### Work instructions
Type out the data again, word for word and in full.
───── Records provided ─────
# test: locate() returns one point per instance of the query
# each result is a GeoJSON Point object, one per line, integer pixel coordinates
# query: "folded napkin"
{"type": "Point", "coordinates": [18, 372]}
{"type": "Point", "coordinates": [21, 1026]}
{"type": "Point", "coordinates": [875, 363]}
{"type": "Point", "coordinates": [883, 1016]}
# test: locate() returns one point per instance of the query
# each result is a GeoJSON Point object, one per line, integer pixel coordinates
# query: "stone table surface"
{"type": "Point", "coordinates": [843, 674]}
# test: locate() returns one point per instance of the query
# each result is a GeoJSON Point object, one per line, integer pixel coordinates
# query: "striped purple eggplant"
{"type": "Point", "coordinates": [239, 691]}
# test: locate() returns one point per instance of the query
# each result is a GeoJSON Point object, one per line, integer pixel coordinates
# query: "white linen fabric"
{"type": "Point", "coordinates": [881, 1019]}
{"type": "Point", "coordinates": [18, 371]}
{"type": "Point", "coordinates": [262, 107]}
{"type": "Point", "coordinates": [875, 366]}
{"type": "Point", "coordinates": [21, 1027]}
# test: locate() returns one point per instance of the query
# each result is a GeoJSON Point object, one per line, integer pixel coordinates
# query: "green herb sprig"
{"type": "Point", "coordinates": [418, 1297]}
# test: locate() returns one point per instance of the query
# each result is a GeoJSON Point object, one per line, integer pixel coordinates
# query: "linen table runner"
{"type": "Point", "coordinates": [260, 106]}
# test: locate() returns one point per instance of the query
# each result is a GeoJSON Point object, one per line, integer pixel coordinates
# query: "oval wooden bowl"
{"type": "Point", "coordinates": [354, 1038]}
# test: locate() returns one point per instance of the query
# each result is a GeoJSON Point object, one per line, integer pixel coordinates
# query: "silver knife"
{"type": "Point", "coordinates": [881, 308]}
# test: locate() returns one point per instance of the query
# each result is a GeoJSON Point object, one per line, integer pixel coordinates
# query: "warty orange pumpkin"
─────
### Answer to the exercise
# test: locate() returns one point per instance of the query
# each result is a GeoJSON Point object, one per line, integer pixel coordinates
# query: "folded napkin"
{"type": "Point", "coordinates": [18, 372]}
{"type": "Point", "coordinates": [21, 1026]}
{"type": "Point", "coordinates": [875, 363]}
{"type": "Point", "coordinates": [883, 1016]}
# test: locate() returns one point per instance of the query
# each result is a GeoJSON Point object, one per line, integer pixel coordinates
# query: "stone table surface"
{"type": "Point", "coordinates": [843, 674]}
# test: locate() returns one point per instance of the query
# each result is a GeoJSON Point object, one per line, integer pixel coordinates
# query: "striped purple eggplant"
{"type": "Point", "coordinates": [239, 691]}
# test: locate() returns one point per instance of the query
# each result is a GeoJSON Point object, one per line, integer pixel coordinates
# query: "white linen fabric"
{"type": "Point", "coordinates": [881, 1019]}
{"type": "Point", "coordinates": [18, 371]}
{"type": "Point", "coordinates": [262, 107]}
{"type": "Point", "coordinates": [875, 366]}
{"type": "Point", "coordinates": [21, 1027]}
# test: locate() returns one point per instance of the query
# each result is a GeoJSON Point object, one per line, integer pixel coordinates
# query: "green herb sprig"
{"type": "Point", "coordinates": [418, 1297]}
# test: locate() returns one point per instance of the query
# each result is a GeoJSON Point object, one per line, integer pixel coordinates
# query: "linen table runner"
{"type": "Point", "coordinates": [260, 106]}
# test: locate() returns one point per instance of the query
# each result is a GeoJSON Point object, one per line, integer pixel coordinates
# query: "oval wooden bowl"
{"type": "Point", "coordinates": [354, 1038]}
# test: locate() returns one point per instance of the query
# each result is a GeoJSON Point object, one per line, integer pixel coordinates
# query: "silver knife"
{"type": "Point", "coordinates": [881, 308]}
# test: locate() returns one point per instance of the query
# each result is a GeoJSON Point object, one per line, integer pixel coordinates
# query: "warty orange pumpkin"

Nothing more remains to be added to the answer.